◆ **EXERCISE**
Begin at the row that has "the tall palm" and stop after the row that has "the palm canopy". Give those rows again with "position" swapped for "location" and nothing else changed.

◆ **ITEMS**
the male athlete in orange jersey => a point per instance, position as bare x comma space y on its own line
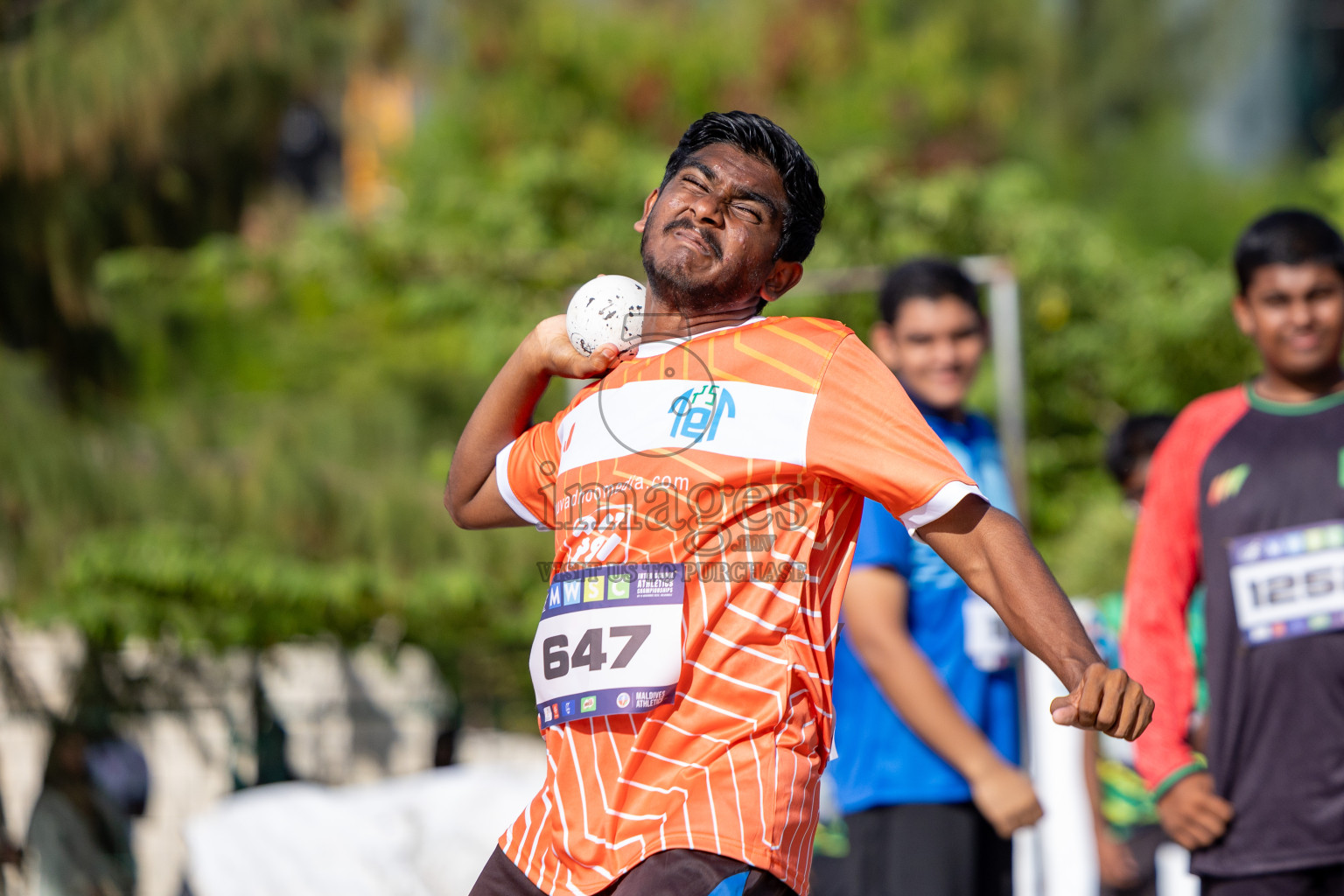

---

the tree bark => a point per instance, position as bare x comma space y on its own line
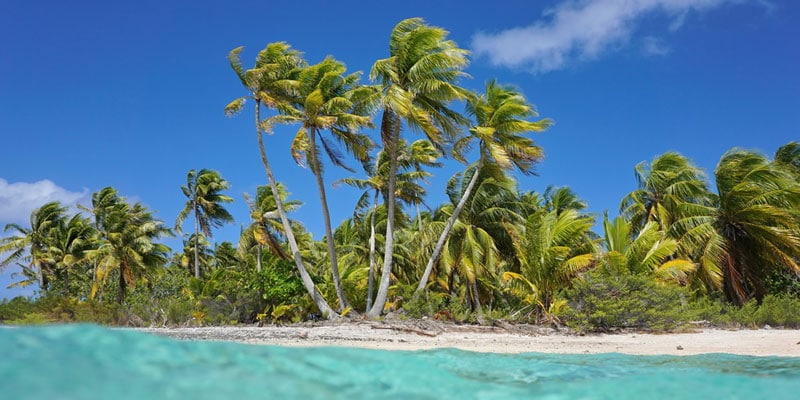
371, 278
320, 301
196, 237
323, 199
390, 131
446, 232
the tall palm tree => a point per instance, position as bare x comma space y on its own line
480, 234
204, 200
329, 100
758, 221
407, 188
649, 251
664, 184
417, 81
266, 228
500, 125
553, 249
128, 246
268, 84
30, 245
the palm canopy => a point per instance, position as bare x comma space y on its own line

...

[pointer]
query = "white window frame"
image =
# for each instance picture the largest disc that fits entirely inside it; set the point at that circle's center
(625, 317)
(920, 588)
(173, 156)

◆ **RESPONSE**
the tall palm tree => a point per instance, location as bare x comma space y on its own line
480, 234
204, 200
329, 100
758, 221
407, 188
649, 251
664, 184
417, 81
266, 228
500, 125
553, 249
128, 246
268, 84
30, 245
the palm canopy => a point per instance, location as bare x comma space y on its own line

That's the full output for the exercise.